▶ WRITTEN REQUEST: Go through the data and copy every line exactly, but not the images.
------------------------------------
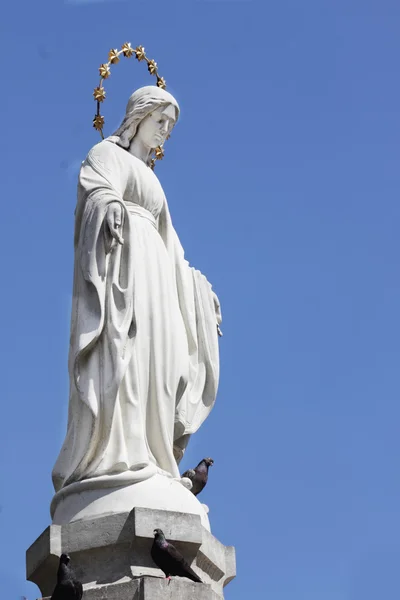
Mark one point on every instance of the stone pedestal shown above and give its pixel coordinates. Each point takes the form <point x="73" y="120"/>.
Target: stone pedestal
<point x="111" y="556"/>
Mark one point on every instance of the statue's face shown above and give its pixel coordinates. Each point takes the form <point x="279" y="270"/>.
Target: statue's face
<point x="154" y="128"/>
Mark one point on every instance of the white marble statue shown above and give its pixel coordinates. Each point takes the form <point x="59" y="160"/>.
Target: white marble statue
<point x="143" y="359"/>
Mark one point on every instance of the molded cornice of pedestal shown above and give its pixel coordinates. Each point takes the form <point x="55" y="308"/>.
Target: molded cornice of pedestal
<point x="112" y="552"/>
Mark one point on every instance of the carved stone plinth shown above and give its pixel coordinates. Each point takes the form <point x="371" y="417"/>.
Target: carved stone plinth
<point x="111" y="556"/>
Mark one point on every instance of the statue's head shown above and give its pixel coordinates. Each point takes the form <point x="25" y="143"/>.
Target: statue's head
<point x="151" y="113"/>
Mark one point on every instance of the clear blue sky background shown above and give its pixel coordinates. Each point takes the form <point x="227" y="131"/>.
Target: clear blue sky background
<point x="283" y="182"/>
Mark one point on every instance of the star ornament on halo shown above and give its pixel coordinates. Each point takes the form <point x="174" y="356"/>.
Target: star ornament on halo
<point x="99" y="92"/>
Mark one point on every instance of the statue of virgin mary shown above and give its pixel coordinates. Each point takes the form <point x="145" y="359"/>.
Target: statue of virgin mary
<point x="143" y="359"/>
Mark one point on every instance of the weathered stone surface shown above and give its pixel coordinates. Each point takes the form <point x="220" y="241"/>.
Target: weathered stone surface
<point x="110" y="553"/>
<point x="150" y="588"/>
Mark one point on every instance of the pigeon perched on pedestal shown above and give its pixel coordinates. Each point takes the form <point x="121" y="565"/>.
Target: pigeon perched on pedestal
<point x="199" y="475"/>
<point x="67" y="588"/>
<point x="169" y="559"/>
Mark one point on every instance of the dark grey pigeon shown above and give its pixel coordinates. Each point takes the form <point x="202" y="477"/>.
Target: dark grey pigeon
<point x="169" y="559"/>
<point x="199" y="475"/>
<point x="67" y="588"/>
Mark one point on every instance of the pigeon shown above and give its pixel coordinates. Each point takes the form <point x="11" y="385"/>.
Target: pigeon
<point x="199" y="475"/>
<point x="169" y="559"/>
<point x="67" y="588"/>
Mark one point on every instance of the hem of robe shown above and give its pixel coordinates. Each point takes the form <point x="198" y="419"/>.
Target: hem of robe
<point x="117" y="481"/>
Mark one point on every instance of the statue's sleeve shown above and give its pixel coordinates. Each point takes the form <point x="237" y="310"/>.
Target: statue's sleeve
<point x="102" y="180"/>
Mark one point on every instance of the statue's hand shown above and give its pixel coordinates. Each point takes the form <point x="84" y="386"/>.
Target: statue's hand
<point x="114" y="221"/>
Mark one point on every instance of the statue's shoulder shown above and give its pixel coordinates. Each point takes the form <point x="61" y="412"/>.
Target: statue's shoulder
<point x="102" y="150"/>
<point x="104" y="156"/>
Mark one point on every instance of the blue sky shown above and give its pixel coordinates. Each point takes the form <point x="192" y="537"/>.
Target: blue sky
<point x="283" y="182"/>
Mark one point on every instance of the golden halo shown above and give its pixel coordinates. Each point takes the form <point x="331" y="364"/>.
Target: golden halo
<point x="99" y="93"/>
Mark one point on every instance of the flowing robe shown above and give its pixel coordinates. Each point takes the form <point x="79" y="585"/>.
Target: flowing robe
<point x="143" y="359"/>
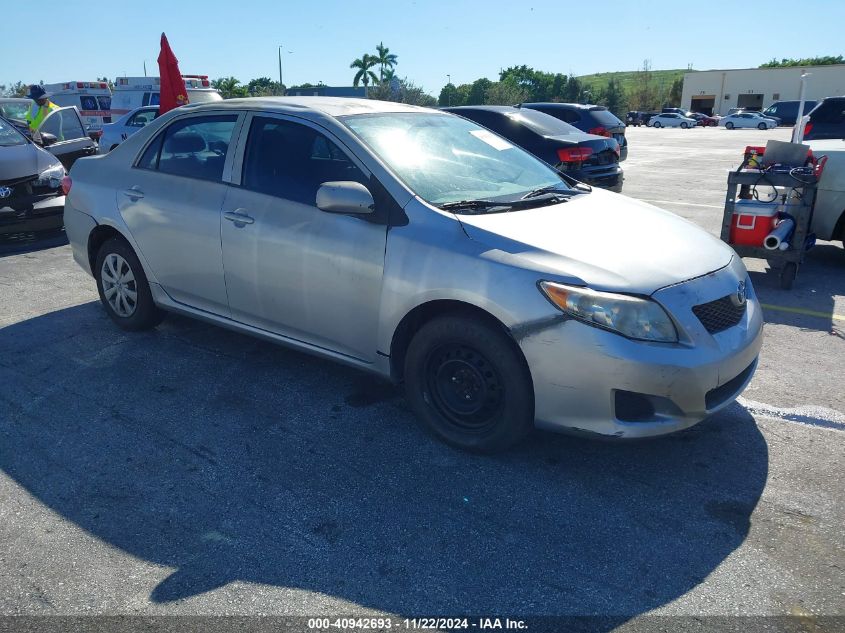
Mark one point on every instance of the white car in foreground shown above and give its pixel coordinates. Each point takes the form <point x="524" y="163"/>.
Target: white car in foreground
<point x="115" y="133"/>
<point x="671" y="119"/>
<point x="747" y="120"/>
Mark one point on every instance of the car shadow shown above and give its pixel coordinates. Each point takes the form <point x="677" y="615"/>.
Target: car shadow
<point x="229" y="459"/>
<point x="810" y="304"/>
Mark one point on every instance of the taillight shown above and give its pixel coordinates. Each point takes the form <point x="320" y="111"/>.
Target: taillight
<point x="574" y="154"/>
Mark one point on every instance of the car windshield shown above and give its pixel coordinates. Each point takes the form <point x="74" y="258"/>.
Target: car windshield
<point x="9" y="136"/>
<point x="14" y="110"/>
<point x="445" y="158"/>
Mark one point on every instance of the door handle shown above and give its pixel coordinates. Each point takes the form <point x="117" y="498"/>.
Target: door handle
<point x="133" y="192"/>
<point x="238" y="217"/>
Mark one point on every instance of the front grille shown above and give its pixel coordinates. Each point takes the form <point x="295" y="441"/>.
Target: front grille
<point x="719" y="315"/>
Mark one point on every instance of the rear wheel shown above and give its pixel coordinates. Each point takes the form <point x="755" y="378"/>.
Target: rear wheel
<point x="123" y="287"/>
<point x="468" y="384"/>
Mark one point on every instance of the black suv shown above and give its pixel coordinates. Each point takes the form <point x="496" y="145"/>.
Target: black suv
<point x="827" y="120"/>
<point x="586" y="157"/>
<point x="591" y="119"/>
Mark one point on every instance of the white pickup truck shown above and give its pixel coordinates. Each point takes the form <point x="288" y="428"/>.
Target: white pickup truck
<point x="829" y="214"/>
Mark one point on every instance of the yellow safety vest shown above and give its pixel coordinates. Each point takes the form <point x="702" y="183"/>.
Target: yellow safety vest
<point x="38" y="113"/>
------------------------------------
▶ EXPECTED ANSWER:
Mark one point on every instance of the stone pedestal shown above and give its pixel coordinates. Each point takes the form <point x="73" y="120"/>.
Target: stone pedestal
<point x="111" y="556"/>
Mark one point on every instance of the statue's face shown above and give its pixel coordinates. Each point takes the form <point x="279" y="270"/>.
Target: statue's face
<point x="154" y="128"/>
Mark one point on every instance of the white marble statue shown above and give its pixel coordinates. Each point takes the form <point x="59" y="160"/>.
Target: white marble statue
<point x="143" y="359"/>
Mark one point on every instance of the molded cornice of pedestal shown above and give its pixel coordinates. Each point takes the form <point x="55" y="308"/>.
Target: molded cornice of pedestal
<point x="112" y="552"/>
Mark one point on every instance of the carved stone plinth shown above and give its pixel coordinates. Each point takes the form <point x="371" y="417"/>.
Target: carved stone plinth
<point x="111" y="556"/>
Mark one point on every instance of the statue's head shown above and give its pixel coordinates. Each point takes the form <point x="25" y="143"/>.
Target: statue's head
<point x="151" y="113"/>
Mark one point on every instance of the clear blue sky background shown above and give its pixel coordinates. Each point takes the form <point x="227" y="131"/>.
Target: clear blue sky background
<point x="283" y="182"/>
Mark one point on every instance of the star ornament on halo shown above and give its pixel coordinates. Each point takes the form <point x="174" y="356"/>.
Target: star ornament on halo
<point x="99" y="92"/>
Mark one point on every instance of the statue of virgin mary shown above and give its pixel coordinates. Each point takes the form <point x="145" y="359"/>.
Target: statue of virgin mary
<point x="143" y="359"/>
Mark one point on every instance of the weathered stone surface shown above and give its pixel coordinates. Each point takes the form <point x="220" y="241"/>.
Target: weathered stone surface
<point x="110" y="553"/>
<point x="150" y="588"/>
Mark one point on every instance of the pigeon perched on pedestal shown above and give its pixel coordinates. Each point takes the form <point x="121" y="565"/>.
Target: pigeon perched on pedestal
<point x="199" y="475"/>
<point x="67" y="588"/>
<point x="169" y="559"/>
Mark one point on every instance of the dark grey pigeon shown above and give its pixel coordinates. Each point takes the form <point x="202" y="477"/>.
Target: dark grey pigeon
<point x="169" y="559"/>
<point x="199" y="475"/>
<point x="67" y="588"/>
Mark one point on every instance of the pigeon shown above and give its pixel coordinates. Each point takes the form <point x="11" y="385"/>.
Target: pigeon
<point x="199" y="475"/>
<point x="169" y="559"/>
<point x="67" y="588"/>
Mark one point on every instance of the hem of robe shown above and give its pixel coordinates. Each point takes the form <point x="198" y="419"/>.
Target: hem of robe
<point x="117" y="481"/>
Mark one point on every instance of the statue's sleeve shown above and give its pixel coordinates. Each point takes the form <point x="237" y="310"/>.
Target: statue's sleeve
<point x="102" y="180"/>
Mark one point on every instance of the statue's hand shown above and give its pixel coordinates. Each point takes the form <point x="84" y="386"/>.
Target: statue's hand
<point x="114" y="221"/>
Mark one point on every instance of the statue's shoulder shown above and give its pixel coordinates. Each point takes the form <point x="61" y="412"/>.
Target: statue's shoulder
<point x="102" y="150"/>
<point x="104" y="156"/>
Mark one point on every instance of the blue sky shown above and give its pixel coordinates. Each point takes the form <point x="192" y="537"/>.
Target: blue sky
<point x="283" y="182"/>
Mark one point on every instance of the golden halo shown above and give its pixel coordinates. Each point takes the form <point x="331" y="364"/>.
Target: golden halo
<point x="99" y="93"/>
Mark one point on every instance of the flowing robe shown above and give its pixel coordinates. Each point takes the form <point x="79" y="585"/>.
Target: flowing robe
<point x="143" y="359"/>
Mark one point on every instance of the white car in foreground shown above and give its pixel coordinates. Each point takes the form <point x="524" y="163"/>.
Target: white car in foreground
<point x="115" y="133"/>
<point x="671" y="119"/>
<point x="747" y="120"/>
Mark one point on every instance of the car shadow shown above and give its pixel coordinates. Each point takes the form <point x="677" y="615"/>.
Target: car shadow
<point x="229" y="459"/>
<point x="810" y="304"/>
Mark one point on every instance of the taillight shown above and give its pixel coordinates. Each point takes the form <point x="320" y="111"/>.
Target: taillight
<point x="574" y="154"/>
Mark one point on every instance of the car windshield shown above and give its pixel coordinates. Each point takes the form <point x="74" y="258"/>.
Target: car windshield
<point x="9" y="136"/>
<point x="14" y="110"/>
<point x="445" y="158"/>
Mark one point on every instance of the door handle shown above and give its pixel coordinates. Each point takes the form <point x="117" y="498"/>.
Target: door handle
<point x="133" y="192"/>
<point x="238" y="217"/>
Mark one point on every instance of the front grille shown above and give its pixel coordinates. Each point takes the form <point x="295" y="441"/>.
Target: front grille
<point x="719" y="315"/>
Mark one point on every instance of the rear wheel shown above and give its pixel coordinates. Each point takes the form <point x="755" y="378"/>.
Target: rear wheel
<point x="123" y="287"/>
<point x="468" y="384"/>
Mark one point on every instance of the black suv shown above and give its pixel coordinates. Each point takes the form <point x="496" y="145"/>.
Target: black suv
<point x="827" y="120"/>
<point x="586" y="157"/>
<point x="591" y="119"/>
Mark one point on every instance of the white pickup truck shown above and give its pixel coordinates. Each point takes the form <point x="288" y="428"/>.
Target: white pickup truck
<point x="829" y="214"/>
Mark one point on every instance of the yellow safety vest shown above and give its pixel coordinates. Each point takes the form <point x="702" y="183"/>.
Target: yellow safety vest
<point x="38" y="113"/>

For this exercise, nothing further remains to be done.